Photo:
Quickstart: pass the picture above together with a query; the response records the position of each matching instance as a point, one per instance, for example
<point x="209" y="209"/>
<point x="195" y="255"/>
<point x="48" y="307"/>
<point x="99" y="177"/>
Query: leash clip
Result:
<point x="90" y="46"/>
========================================================================
### Assigned task:
Transcribe all of the data exactly, leaving no line out.

### Your solution:
Photo:
Quickstart: pass the picture above together with a query; the response records the position of each matching instance as a point, one per instance, for example
<point x="209" y="209"/>
<point x="195" y="255"/>
<point x="48" y="307"/>
<point x="99" y="177"/>
Query: leash clip
Result:
<point x="90" y="46"/>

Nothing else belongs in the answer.